PAGE EXTRACT –
########################################

Question

A 250 mL sample of saturated AgOH solution was titrated with HCl, and the endpoint was reached after 2.60 mL of 0.0136 M of HCl was dispensed. Based on this titration, what is the Ksp of AgOH?

Answer 1

Answer:

Ksp=1.9×10⁻⁸

Explanation:

First write the balane chemical reaction

AgOH + HCl → AgCl+H2O

Titration reaction occur completely

N-factor of AgOH and HCl is one

normality=molarity

Noermality of HCl=0.0136

N₁ and N₂ are the normality of AgOH and HCl respectively

V₁ and V₂ are the volume of AgOH and HCl respectively

mili equvalent of AgOH-mili equivalent of HCl

$N_1$=?

########################################

SUPPLIED RECORDS –
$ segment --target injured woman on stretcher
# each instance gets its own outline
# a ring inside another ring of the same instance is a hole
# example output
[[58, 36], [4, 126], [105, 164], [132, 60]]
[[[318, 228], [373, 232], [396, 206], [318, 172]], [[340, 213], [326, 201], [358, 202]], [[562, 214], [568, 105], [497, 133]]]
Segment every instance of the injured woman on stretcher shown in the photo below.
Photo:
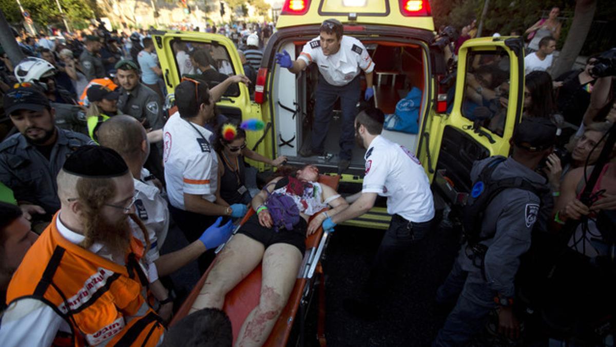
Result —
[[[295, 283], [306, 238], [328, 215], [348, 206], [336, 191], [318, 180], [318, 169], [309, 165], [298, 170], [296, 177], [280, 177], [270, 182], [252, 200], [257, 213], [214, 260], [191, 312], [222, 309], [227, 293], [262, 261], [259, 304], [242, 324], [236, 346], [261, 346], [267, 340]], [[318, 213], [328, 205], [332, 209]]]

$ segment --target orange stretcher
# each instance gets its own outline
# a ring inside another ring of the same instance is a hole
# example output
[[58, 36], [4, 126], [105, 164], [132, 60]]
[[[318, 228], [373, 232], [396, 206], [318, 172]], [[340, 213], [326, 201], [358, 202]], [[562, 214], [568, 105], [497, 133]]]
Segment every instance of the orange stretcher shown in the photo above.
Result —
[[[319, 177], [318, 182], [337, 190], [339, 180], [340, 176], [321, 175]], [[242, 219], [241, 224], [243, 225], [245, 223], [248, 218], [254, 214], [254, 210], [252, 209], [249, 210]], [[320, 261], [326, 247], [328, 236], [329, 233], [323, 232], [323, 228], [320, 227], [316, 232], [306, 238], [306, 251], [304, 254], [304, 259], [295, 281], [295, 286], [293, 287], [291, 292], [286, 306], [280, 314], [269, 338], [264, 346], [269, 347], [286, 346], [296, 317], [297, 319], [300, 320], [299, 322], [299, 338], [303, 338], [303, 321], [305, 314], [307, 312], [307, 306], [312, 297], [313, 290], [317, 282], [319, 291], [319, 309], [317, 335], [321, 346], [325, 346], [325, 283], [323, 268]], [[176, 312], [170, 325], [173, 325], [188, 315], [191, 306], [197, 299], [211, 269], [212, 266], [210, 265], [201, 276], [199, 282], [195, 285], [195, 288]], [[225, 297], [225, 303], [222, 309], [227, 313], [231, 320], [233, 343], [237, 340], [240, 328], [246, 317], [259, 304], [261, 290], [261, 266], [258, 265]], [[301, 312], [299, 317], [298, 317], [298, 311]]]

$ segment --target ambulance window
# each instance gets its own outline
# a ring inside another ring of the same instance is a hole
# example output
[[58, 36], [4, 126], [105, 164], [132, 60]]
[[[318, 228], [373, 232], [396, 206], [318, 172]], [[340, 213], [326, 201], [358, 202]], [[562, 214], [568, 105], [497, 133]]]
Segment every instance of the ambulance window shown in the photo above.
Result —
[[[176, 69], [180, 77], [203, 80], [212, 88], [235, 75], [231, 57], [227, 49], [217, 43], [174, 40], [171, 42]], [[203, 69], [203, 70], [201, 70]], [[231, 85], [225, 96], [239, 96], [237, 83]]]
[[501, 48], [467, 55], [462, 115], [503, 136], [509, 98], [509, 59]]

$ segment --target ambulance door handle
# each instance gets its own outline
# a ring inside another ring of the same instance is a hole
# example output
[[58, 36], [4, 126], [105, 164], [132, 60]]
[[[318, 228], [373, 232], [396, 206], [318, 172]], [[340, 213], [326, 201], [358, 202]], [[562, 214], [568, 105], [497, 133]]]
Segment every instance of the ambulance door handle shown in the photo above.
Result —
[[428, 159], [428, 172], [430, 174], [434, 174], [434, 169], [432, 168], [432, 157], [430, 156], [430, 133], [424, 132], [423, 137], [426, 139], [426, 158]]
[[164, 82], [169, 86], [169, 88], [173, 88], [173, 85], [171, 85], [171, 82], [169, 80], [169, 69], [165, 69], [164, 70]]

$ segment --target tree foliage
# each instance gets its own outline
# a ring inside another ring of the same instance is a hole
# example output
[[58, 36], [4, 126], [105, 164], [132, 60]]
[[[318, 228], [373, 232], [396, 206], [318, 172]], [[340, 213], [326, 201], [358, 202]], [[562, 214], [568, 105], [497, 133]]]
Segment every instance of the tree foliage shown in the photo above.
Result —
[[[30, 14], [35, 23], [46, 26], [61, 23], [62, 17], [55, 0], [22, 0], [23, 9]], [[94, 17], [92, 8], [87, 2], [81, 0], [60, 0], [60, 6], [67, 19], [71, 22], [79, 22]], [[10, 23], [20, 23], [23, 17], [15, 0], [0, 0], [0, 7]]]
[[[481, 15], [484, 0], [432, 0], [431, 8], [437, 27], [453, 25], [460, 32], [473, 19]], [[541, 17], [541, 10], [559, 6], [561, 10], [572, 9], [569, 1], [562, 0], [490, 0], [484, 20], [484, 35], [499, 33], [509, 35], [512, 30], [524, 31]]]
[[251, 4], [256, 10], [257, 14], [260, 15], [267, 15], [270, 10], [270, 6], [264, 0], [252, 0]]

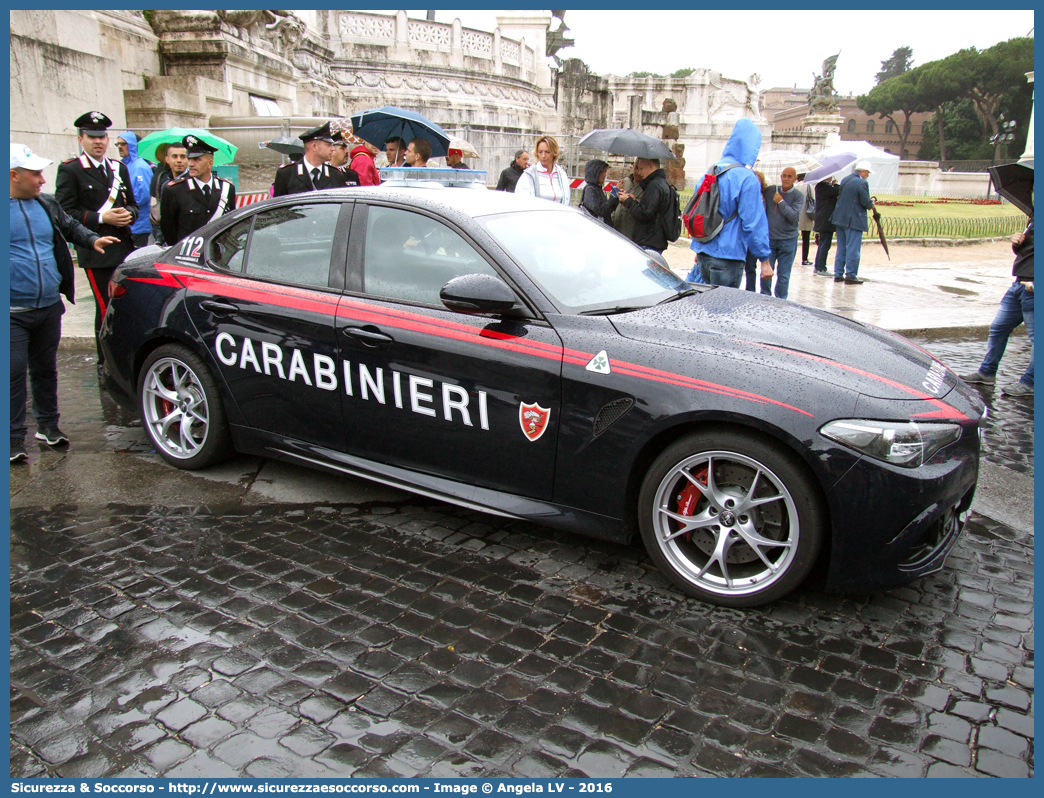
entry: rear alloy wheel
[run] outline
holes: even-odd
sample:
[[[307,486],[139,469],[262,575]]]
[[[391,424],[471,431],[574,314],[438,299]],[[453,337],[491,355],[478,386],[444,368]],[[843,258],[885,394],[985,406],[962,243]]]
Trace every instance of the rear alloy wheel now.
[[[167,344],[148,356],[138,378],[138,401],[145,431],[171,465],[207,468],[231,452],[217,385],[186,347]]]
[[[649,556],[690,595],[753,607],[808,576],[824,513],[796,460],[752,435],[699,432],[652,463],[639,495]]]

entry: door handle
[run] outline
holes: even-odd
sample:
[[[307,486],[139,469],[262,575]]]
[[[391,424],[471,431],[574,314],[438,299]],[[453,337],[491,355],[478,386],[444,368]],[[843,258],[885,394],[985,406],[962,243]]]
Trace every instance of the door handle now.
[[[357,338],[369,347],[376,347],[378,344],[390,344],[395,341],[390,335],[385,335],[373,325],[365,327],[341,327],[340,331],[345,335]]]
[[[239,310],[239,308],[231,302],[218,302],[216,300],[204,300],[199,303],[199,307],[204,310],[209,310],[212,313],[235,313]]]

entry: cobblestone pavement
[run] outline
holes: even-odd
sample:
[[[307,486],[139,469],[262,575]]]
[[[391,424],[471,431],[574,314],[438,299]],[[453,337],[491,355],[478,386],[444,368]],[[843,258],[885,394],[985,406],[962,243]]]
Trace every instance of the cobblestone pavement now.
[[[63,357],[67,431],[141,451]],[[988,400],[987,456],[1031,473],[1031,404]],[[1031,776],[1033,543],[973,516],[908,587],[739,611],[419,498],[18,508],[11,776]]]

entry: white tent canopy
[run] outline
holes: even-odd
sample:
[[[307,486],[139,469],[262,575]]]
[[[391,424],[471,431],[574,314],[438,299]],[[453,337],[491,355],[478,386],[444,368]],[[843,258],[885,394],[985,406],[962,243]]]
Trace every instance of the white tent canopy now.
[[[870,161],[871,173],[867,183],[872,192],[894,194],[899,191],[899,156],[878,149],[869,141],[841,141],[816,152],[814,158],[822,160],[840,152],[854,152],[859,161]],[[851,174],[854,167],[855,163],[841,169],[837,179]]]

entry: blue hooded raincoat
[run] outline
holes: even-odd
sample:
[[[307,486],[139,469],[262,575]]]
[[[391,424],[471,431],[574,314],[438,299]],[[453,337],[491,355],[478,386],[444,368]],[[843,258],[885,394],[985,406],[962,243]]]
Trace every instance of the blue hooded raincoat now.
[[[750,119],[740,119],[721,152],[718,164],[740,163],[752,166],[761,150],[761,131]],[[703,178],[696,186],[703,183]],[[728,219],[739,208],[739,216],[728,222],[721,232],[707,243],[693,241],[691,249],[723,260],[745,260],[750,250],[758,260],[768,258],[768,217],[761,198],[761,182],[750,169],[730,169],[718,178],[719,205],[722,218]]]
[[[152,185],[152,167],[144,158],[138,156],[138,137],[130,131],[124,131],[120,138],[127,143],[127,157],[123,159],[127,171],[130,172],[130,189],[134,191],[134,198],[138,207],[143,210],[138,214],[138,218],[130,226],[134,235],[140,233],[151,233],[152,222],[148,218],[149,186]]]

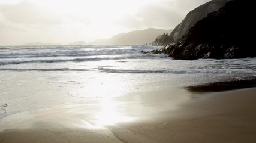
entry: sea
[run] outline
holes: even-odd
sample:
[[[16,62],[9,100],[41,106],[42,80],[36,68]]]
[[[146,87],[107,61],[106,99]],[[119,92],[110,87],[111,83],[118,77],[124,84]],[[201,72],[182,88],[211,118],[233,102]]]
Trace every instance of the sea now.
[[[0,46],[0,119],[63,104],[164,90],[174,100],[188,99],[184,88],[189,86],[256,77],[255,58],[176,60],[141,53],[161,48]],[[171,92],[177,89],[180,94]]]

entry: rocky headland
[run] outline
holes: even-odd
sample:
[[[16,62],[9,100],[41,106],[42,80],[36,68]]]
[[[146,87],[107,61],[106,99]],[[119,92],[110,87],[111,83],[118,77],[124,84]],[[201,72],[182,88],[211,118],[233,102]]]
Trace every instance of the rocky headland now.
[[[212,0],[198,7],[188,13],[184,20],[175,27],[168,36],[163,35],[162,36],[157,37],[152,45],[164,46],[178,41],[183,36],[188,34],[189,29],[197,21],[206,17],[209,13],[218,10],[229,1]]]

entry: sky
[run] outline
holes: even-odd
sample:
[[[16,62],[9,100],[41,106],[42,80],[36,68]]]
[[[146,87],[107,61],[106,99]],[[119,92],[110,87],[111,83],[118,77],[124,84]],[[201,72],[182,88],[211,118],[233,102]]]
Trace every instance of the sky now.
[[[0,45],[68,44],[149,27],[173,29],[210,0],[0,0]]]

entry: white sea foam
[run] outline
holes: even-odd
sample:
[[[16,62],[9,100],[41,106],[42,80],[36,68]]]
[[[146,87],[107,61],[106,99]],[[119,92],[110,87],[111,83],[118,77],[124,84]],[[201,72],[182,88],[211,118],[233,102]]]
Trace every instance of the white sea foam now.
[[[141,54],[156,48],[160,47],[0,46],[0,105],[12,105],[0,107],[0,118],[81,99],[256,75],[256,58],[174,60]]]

########################################

JOBS –
(a) In the AgOH titration thread, what molarity of HCl was used?
(b) Carry the AgOH titration thread forward from its last line and complete the worked explanation.
The items are separate material.

ANSWERS PER TASK –
(a) 0.0136 M

(b)
$V_1$=250ml

$N_2$=0.0136

$V_2$=2.6ml

$N_1V_1=N_2V_2$

after puttting all the value we get,

$N_1$=0.000141 =normality of AgOH solution

molarity=0.000141M

Calculation of Ksp

AgOH⇄Ag⁺  +  OH⁻

Lets solubility=S

$[Ag^+]$=S

[OH⁻]=S

and S is equal to the concentration of AgOH because that concentration is calculated when solution become satrated.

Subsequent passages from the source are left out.